== Activity ==
Transcribe the lines below verbatim, skipping the images.

== Data supplied ==
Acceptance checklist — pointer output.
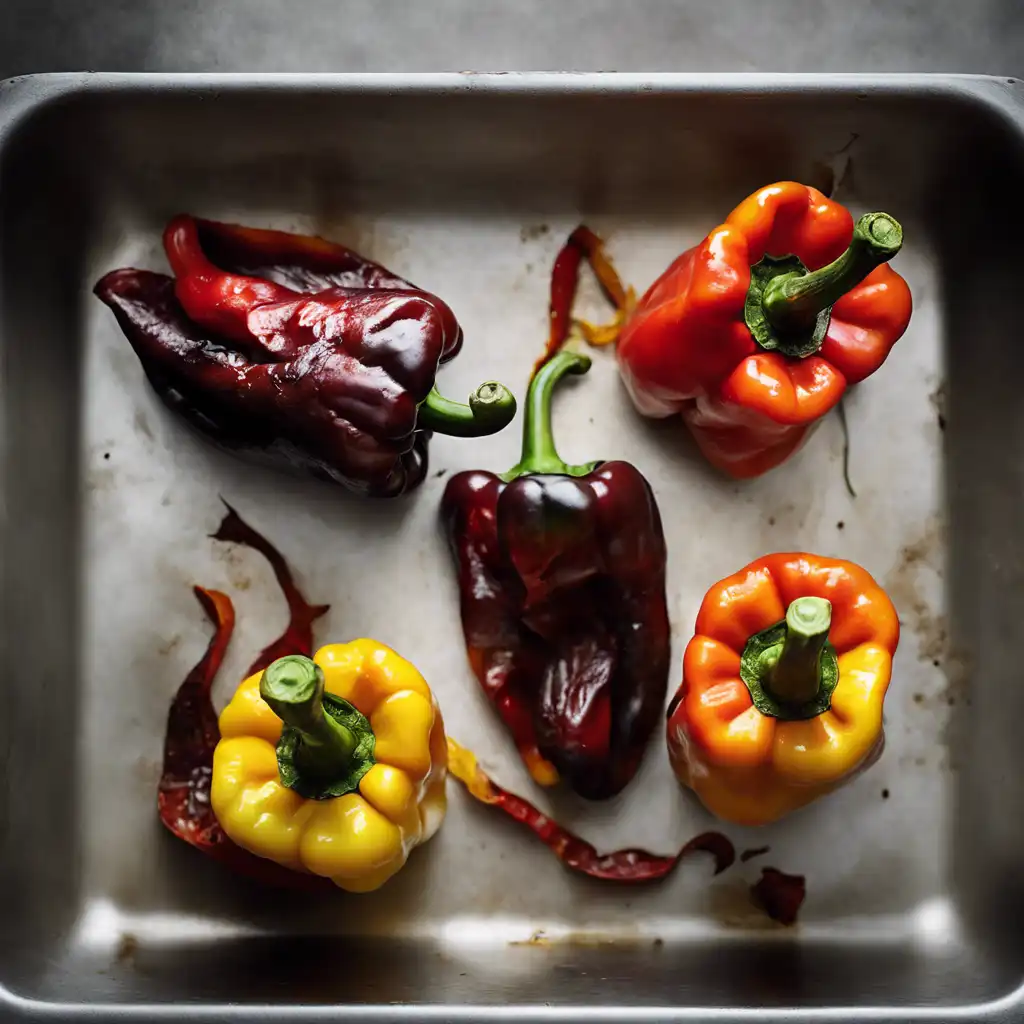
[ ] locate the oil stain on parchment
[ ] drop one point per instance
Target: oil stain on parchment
(906, 585)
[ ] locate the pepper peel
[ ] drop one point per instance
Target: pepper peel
(783, 684)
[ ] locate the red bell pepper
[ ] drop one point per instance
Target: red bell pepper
(755, 334)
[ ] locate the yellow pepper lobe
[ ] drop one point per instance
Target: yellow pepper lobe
(347, 839)
(360, 839)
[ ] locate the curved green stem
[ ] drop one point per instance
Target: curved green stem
(491, 409)
(792, 672)
(793, 301)
(539, 453)
(293, 686)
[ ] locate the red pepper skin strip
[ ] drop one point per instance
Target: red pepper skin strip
(183, 796)
(779, 895)
(582, 244)
(298, 638)
(626, 866)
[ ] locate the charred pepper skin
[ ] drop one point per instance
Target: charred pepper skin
(300, 352)
(561, 576)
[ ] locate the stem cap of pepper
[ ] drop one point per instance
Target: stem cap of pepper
(491, 408)
(791, 669)
(327, 744)
(788, 308)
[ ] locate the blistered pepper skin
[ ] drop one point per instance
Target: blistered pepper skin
(563, 609)
(290, 349)
(748, 767)
(686, 347)
(359, 840)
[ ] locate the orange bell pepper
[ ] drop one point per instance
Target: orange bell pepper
(782, 686)
(754, 334)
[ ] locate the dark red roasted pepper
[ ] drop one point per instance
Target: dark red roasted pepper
(299, 350)
(561, 572)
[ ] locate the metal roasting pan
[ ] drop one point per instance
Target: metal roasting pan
(467, 184)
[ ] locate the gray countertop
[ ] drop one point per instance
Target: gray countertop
(983, 36)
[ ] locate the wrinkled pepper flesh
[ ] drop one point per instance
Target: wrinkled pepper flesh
(333, 779)
(299, 352)
(561, 574)
(333, 765)
(783, 684)
(755, 334)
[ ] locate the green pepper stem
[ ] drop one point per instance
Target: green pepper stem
(293, 686)
(539, 453)
(793, 671)
(491, 409)
(793, 301)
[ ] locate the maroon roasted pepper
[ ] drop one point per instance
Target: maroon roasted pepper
(561, 573)
(300, 351)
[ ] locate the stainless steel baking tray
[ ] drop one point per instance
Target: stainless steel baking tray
(467, 184)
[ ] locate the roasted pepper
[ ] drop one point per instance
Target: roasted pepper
(300, 351)
(755, 334)
(396, 769)
(333, 766)
(782, 686)
(561, 574)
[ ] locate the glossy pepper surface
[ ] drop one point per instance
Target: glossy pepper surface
(334, 765)
(561, 576)
(755, 334)
(782, 686)
(300, 351)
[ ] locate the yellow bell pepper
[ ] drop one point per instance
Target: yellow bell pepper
(782, 686)
(334, 766)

== Solved problem ==
Acceptance checklist — pointer output.
[ ] locate the oil stain on parchment
[ ] drop one point per instance
Target: oil stain on parchment
(906, 585)
[ ] locate the pepper peel
[ ] drop one point per instance
Target: pepper peel
(783, 684)
[ ] locate the red bell pepper
[ ] drop one point per instance
Target: red bell pepper
(755, 334)
[ ] locate the yellow pepper lobe
[ ] drop one point per instance
Target: yellow pepper lobe
(347, 839)
(360, 839)
[ ] locate the curved green stem
[ ] drop one point per instance
Target: curved green stem
(491, 409)
(792, 672)
(793, 301)
(539, 453)
(293, 686)
[ ] locate the red pepper skin strip
[ ] drop one point per instance
Target: red pepper skin strip
(183, 796)
(779, 895)
(582, 244)
(298, 638)
(626, 866)
[ ] locate the charred pepper skin
[ ] drop one point per instance
Target: charred pepper skin
(300, 352)
(561, 576)
[ ] locate the stem cap of pepper
[ ] drop one point per instance
Target: stem cap of pepper
(491, 408)
(791, 669)
(327, 744)
(788, 308)
[ ] locate the blistered pepper skin
[ ] drop one point per instance
Target: blistered pepper skin
(563, 609)
(290, 349)
(748, 767)
(686, 347)
(359, 840)
[ ] locate the orange bell pepper
[ ] drop one point per instance
Target: orange bell pepper
(782, 686)
(754, 334)
[ ] locate the dark red roasted pepper
[ ] drop one point per instance
Target: dark red roasted pepper
(299, 350)
(561, 572)
[ ] locate the metal roasting pan
[ ] drop one point per instance
Target: metal roasting pan
(467, 184)
[ ] locate the gray countertop
[ ] drop one point per instance
Target: gray countertop
(983, 36)
[ ] locate the wrinkled pepper flesh
[ ] drop one point per instance
Target: wrinkled pepper flesh
(333, 779)
(299, 352)
(561, 574)
(333, 765)
(783, 684)
(755, 334)
[ ] locate the green pepper stem
[ ] drop one point per instance
Target: green pepper stem
(293, 686)
(539, 453)
(793, 671)
(491, 409)
(793, 301)
[ ] locate the maroon roasted pepper
[ ] drop one point per instance
Target: maroon roasted pepper
(561, 573)
(300, 351)
[ ] locate the stainless steel baking tray
[ ] drop one point per instance
Target: stainless steel baking tray
(467, 184)
[ ] locate the roasted pepper
[ ] drop one point per instance
Target: roasted pepper
(300, 351)
(755, 334)
(396, 769)
(333, 766)
(782, 686)
(561, 574)
[ ] locate the glossy pepper surface
[ ] drop one point per instance
Target: glossy pepper surface
(334, 765)
(561, 576)
(755, 334)
(782, 686)
(300, 351)
[ ] locate the yellow bell pepper
[ ] drop one point per instance
Target: yellow bell pepper
(782, 686)
(334, 766)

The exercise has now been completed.